(Some records)

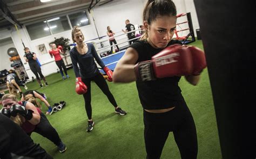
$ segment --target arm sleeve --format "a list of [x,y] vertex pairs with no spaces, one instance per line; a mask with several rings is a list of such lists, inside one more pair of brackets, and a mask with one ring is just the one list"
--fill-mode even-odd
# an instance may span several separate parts
[[97,62],[99,64],[99,66],[100,66],[102,69],[103,69],[105,67],[104,63],[102,61],[102,59],[99,58],[99,55],[98,55],[98,54],[97,53],[96,50],[95,49],[95,47],[94,47],[93,45],[92,44],[91,44],[91,45],[92,55],[95,58],[95,60],[96,60]]
[[80,74],[79,73],[79,68],[77,66],[77,56],[76,56],[75,53],[72,51],[72,49],[69,52],[70,55],[70,58],[71,59],[72,66],[75,71],[75,74],[76,75],[76,77],[80,77]]

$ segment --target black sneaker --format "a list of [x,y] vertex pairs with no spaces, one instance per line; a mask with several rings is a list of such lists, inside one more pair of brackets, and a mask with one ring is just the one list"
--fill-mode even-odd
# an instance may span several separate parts
[[88,127],[87,127],[86,131],[89,133],[93,129],[94,122],[93,121],[88,121]]
[[116,109],[114,112],[121,115],[124,115],[126,114],[126,112],[125,111],[122,110],[120,107]]
[[62,108],[66,105],[66,102],[65,101],[60,101],[59,102],[59,104],[62,105]]
[[66,147],[62,141],[60,141],[59,146],[58,146],[58,149],[60,153],[64,152],[66,150]]

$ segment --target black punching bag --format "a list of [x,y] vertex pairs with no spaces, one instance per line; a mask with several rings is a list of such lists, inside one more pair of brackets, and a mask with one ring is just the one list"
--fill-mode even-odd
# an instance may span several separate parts
[[194,2],[223,158],[255,158],[255,1]]

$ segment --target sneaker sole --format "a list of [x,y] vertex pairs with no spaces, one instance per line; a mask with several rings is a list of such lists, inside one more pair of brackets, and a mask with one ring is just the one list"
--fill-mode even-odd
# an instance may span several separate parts
[[115,111],[115,112],[116,112],[116,113],[117,113],[117,114],[119,114],[121,115],[126,115],[126,114],[127,114],[127,113],[122,114],[122,113],[119,113],[119,112],[116,112],[116,111]]
[[60,153],[62,153],[65,152],[65,151],[66,151],[66,146],[65,147],[65,149],[64,149],[64,150],[62,150],[62,151],[59,150],[59,151]]
[[91,132],[91,131],[93,129],[93,126],[94,126],[94,122],[93,122],[93,123],[92,123],[92,128],[90,130],[86,129],[86,131],[87,131],[87,133],[89,133],[89,132]]

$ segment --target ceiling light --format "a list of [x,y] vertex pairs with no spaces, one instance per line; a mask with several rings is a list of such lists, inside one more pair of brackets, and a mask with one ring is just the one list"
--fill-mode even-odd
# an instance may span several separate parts
[[88,21],[88,19],[82,19],[81,20],[80,20],[80,22],[83,23],[86,21]]
[[[56,28],[56,27],[57,27],[57,25],[53,25],[53,26],[52,26],[50,27],[50,28]],[[49,28],[48,27],[45,27],[44,28],[44,30],[45,30],[45,31],[47,31],[47,30],[49,30]]]
[[51,1],[51,0],[40,0],[40,2],[41,2],[42,3],[47,2],[49,1]]
[[[49,20],[47,20],[47,22],[50,22],[50,21],[54,21],[54,20],[59,20],[60,19],[59,17],[57,17],[57,18],[52,18],[52,19],[49,19]],[[44,23],[46,23],[46,21],[44,21]]]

__PROMPT__. Write out every entry again word for word, without any of the pictures.

__THE ANSWER__.
$ segment --target arm sleeve --format "a list of [x,y] vertex pairs with no spaces, one instance per line; a mask with several rings is a list of such lists, inside one more pair of brackets, and a mask with one ring is just the one list"
--fill-mode even-odd
# an instance may span several separate parts
[[97,62],[99,64],[99,66],[100,66],[102,69],[103,69],[105,67],[104,63],[102,61],[102,59],[99,58],[99,55],[98,55],[98,54],[97,53],[96,50],[95,49],[95,47],[94,47],[93,45],[92,44],[91,44],[91,45],[92,55],[95,58],[95,60],[96,60]]
[[80,74],[79,73],[79,68],[77,66],[77,56],[76,56],[75,53],[72,51],[72,49],[69,52],[70,55],[70,58],[71,59],[72,66],[75,71],[75,74],[76,75],[76,77],[80,77]]

$ segment --target black sneaker --format "a list of [x,y] vertex pairs with no spaces, one instance per line; a mask with several rings is a list of such lists, inside one more pair of brackets, and a mask with one ring is just the one list"
--fill-mode even-odd
# an instance may span several separate parts
[[88,127],[87,127],[86,131],[89,133],[93,129],[94,122],[93,121],[88,121]]
[[116,109],[114,112],[121,115],[124,115],[126,114],[126,112],[125,111],[122,110],[120,107]]
[[62,108],[66,105],[66,102],[65,101],[60,101],[59,102],[59,104],[62,105]]
[[66,147],[62,141],[60,141],[59,146],[58,146],[58,149],[60,153],[64,152],[66,150]]

$ segment --target black punching bag --format "a list of [x,y] vertex pairs with no spaces, one instance per line; a mask with several rings is a list of such lists, inside one more pair of brackets, and a mask with one ring is just the one list"
--fill-mode even-odd
# an instance may span several separate parts
[[194,2],[223,158],[255,158],[255,1]]

$ segment --target sneaker sole --format "a list of [x,y] vertex pairs with no spaces, one instance per line; a mask with several rings is a list of such lists, inside one more pair of brackets, and a mask with one ring is just the one list"
--fill-mode even-odd
# an instance may span several separate parts
[[115,111],[115,112],[116,112],[116,113],[117,113],[117,114],[119,114],[121,115],[126,115],[126,114],[127,114],[127,113],[122,114],[122,113],[119,113],[119,112],[116,112],[116,111]]
[[60,153],[62,153],[65,152],[65,151],[66,151],[66,146],[65,147],[65,149],[64,149],[64,150],[62,150],[62,151],[59,150],[59,151]]
[[91,132],[91,131],[93,129],[93,126],[94,126],[94,122],[93,122],[93,123],[92,123],[92,128],[90,130],[86,129],[86,131],[87,131],[87,133],[89,133],[89,132]]

$ segment --target ceiling light --format "a list of [x,y] vertex pairs with no spaces, one instance per line; a mask with several rings is a list of such lists, inside one more pair of brackets, and a mask with one ring is just the one list"
--fill-mode even-odd
# an instance may span several separate parts
[[88,21],[88,19],[82,19],[81,20],[80,20],[80,22],[83,23],[86,21]]
[[[56,28],[56,27],[57,27],[57,25],[53,25],[53,26],[52,26],[50,27],[50,28]],[[49,28],[48,27],[45,27],[44,28],[44,30],[45,30],[45,31],[47,31],[47,30],[49,30]]]
[[51,1],[51,0],[40,0],[40,2],[41,2],[42,3],[47,2],[49,1]]
[[[49,20],[47,20],[47,22],[50,22],[50,21],[54,21],[54,20],[59,20],[60,19],[59,17],[57,17],[57,18],[52,18],[52,19],[49,19]],[[44,23],[46,23],[46,21],[44,21]]]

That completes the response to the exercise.